- [Exercise tasks]
1. In the abstract on 14,15-EET and septic cardiomyopathy, rewrite the paragraph beginning "BACKGROUND: Ferroptosis has emerged" as a short list that keeps its main facts.
2. Using the abstract on 14,15-EET and septic cardiomyopathy, decide whether each statement agrees with it. Answer yes or no and quote the deciding words.
(a) H9C2 cardiomyocytes were treated with LPS to mimic sepsis in vitro.
(b) Lipidomics showed that 14,15-EET was increased in the myocardium of septic mice.
(c) GW6471 strengthened the cardioprotective actions of 14,15-EET.

- [Selected text]
****************************************

14,15-EET mitigates sepsis-induced cardiomyopathy by inhibiting cardiomyocyte ferroptosis via PPARα activation.

Abstract

BACKGROUND: Ferroptosis has emerged as a central driver of sepsis-induced cardiomyopathy. Epoxyeicosatrienoic acids (EETs) possess cardioprotective properties, but whether 14,15-EET confers protection in septic cardiomyopathy remains unclear. This study investigated the effect and mechanism of 14,15-EET on sepsis-induced cardiomyopathy. MATERIALS AND METHODS: To establish models of sepsis, septic mice were induced by cecal ligation and puncture (CLP), whereas H9C2 cardiomyocytes were treated with lipopolysaccharide (LPS) to mimic sepsis in vitro. Echocardiography was used to assess cardiac function by measuring ejection fraction (EF) and fractional shortening (FS). ELISA assays measured serum levels of creatine kinase-MB (CK-MB) and cardiac troponin I (cTnI). Lipid metabolomics was performed using ultra-performance liquid chromatography-tandem mass spectrometry (UPLC-MS/MS)-based lipidomics. Network pharmacology and molecular docking were applied to identify potential targets linking 14,15-EET, ferroptosis, and sepsis-induced cardiomyopathy. Biochemical assays were performed to quantify myocardial ferrous iron (Fe), reduced glutathione (GSH), and malondialdehyde (MDA). Reactive oxygen species (ROS) were visualized using fluorescence-based probes in H9C2 cells and dihydroethidium in heart sections. Western blotting quantified GPX4, xCT, and PPARα expression. RESULTS: 14,15-EET was markedly reduced in the myocardium of septic mice, as revealed by lipidomics. Network pharmacology and molecular docking identified PPARα as a central target mediating the anti-ferroptotic effects of 14,15-EET during sepsis. In LPS-stimulated cardiomyocytes, 14,15-EET inhibited ferroptosis by lowering intracellular Fe, MDA, and ROS levels, while restoring GSH and upregulating xCT and GPX4 expression. Stabilization of 14,15-EET through TPPU, a soluble epoxide hydrolase (sEH) inhibitor, attenuated myocardial ferroptosis and concurrently conferred cardioprotection in septic mice by improving EF and FS and lowering serum levels of creatine kinase-MB and cTnI. Notably, 14,15-EET upregulated PPARα expression in both septic myocardium and cardiomyocytes, whereas pharmacological inhibition with GW6471 abolished its anti-ferroptotic and cardioprotective actions. CONCLUSIONS: 14,15-EET attenuates sepsis-induced cardiomyopathy by suppressing ferroptosis through PPARα activation.

****************************************

- [Raw data]
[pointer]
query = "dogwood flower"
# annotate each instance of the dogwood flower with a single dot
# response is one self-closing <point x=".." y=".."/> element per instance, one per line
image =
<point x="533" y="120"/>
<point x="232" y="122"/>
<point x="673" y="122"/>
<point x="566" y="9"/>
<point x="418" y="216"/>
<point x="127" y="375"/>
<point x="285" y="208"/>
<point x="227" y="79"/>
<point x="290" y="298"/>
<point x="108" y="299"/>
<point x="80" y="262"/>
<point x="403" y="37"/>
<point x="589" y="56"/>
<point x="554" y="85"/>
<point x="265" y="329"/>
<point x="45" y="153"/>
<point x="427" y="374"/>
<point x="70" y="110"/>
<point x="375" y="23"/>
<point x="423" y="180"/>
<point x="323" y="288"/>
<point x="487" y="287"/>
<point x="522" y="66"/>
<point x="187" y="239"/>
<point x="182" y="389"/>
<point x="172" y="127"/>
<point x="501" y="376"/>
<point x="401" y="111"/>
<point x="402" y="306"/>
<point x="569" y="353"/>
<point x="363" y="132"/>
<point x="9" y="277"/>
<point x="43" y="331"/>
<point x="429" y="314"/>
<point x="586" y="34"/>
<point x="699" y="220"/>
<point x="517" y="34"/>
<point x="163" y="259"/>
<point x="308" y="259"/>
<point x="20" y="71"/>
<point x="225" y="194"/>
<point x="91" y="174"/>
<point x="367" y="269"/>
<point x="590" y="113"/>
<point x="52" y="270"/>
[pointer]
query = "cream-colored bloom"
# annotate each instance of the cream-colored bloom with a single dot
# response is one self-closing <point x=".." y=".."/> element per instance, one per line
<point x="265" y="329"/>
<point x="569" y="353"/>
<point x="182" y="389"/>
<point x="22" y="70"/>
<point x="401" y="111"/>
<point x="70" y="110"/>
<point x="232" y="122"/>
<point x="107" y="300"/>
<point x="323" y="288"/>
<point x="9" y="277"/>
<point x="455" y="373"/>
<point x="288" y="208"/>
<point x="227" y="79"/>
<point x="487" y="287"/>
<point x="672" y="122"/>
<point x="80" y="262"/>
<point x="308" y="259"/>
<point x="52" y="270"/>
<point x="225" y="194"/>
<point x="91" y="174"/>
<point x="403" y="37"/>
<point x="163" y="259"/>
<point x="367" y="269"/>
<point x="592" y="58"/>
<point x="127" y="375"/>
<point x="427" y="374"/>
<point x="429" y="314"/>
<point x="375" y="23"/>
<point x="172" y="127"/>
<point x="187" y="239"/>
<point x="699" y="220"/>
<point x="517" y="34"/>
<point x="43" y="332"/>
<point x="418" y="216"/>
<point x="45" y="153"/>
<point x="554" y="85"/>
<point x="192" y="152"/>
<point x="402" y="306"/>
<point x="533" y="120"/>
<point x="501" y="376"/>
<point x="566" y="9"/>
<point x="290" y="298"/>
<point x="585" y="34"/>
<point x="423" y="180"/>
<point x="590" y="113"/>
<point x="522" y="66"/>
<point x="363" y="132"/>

****************************************

- [Responses by task]
1.
- Background: Ferroptosis is a central driver of sepsis-induced cardiomyopathy. Whether 14,15-EET, one of the cardioprotective EETs, protects in this condition was unclear.
- Models: Sepsis was induced in mice by cecal ligation and puncture (CLP). H9C2 cardiomyocytes were treated with LPS to mimic sepsis in vitro.
- Methods:
  - Echocardiography measured EF and FS.
  - ELISA measured serum CK-MB and cTnI.
  - UPLC-MS/MS lipidomics profiled lipids.
  - Network pharmacology and molecular docking identified targets.
  - Biochemical assays measured Fe, GSH and MDA.
  - Fluorescent probes and dihydroethidium detected ROS.
  - Western blotting quantified GPX4, xCT and PPARα.
- Results:
  - 14,15-EET was markedly reduced in septic myocardium.
  - PPARα was identified as the central target.
  - In LPS-treated cells, 14,15-EET lowered Fe, MDA and ROS, restored GSH, and raised xCT and GPX4.
  - The sEH inhibitor TPPU stabilized 14,15-EET. This reduced myocardial ferroptosis, improved EF and FS, and lowered CK-MB and cTnI in septic mice.
  - 14,15-EET upregulated PPARα. The inhibitor GW6471 abolished its anti-ferroptotic and cardioprotective effects.
- Conclusion: 14,15-EET attenuates sepsis-induced cardiomyopathy by suppressing ferroptosis through PPARα activation.

2.
(a) Yes: "H9C2 cardiomyocytes were treated with lipopolysaccharide (LPS) to mimic sepsis in vitro"
(b) No: "14,15-EET was markedly reduced in the myocardium of septic mice"
(c) No: "pharmacological inhibition with GW6471 abolished its anti-ferroptotic and cardioprotective actions"